### WORK TO BE COMPLETED
Pull out every line of the entries below that contains the string "instance", and copy each such line without changes.
-- GIVEN INFORMATION start --
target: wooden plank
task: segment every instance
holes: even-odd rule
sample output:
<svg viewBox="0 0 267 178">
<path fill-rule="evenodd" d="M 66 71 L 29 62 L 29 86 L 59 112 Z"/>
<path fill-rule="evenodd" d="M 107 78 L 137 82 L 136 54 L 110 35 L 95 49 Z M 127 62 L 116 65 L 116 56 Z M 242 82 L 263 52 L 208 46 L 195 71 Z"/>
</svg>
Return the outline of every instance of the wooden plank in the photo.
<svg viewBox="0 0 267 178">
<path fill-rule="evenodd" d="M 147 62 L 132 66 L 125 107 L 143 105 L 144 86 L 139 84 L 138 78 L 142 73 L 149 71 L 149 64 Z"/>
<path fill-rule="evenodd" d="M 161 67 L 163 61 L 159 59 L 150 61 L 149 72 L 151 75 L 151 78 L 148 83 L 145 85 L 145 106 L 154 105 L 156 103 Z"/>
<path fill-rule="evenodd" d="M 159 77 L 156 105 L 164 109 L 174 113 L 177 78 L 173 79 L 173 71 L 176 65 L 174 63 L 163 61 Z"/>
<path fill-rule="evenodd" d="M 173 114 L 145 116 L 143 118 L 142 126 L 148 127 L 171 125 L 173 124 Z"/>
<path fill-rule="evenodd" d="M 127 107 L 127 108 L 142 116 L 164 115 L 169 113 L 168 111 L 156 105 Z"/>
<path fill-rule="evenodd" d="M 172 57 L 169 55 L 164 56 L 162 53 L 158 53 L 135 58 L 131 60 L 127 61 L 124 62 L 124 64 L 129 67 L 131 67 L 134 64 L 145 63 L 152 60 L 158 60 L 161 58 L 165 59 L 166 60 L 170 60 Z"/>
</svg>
-- GIVEN INFORMATION end --
### ANSWER TO THIS TASK
task: segment every instance
Return the outline of every instance of the wooden plank in the photo.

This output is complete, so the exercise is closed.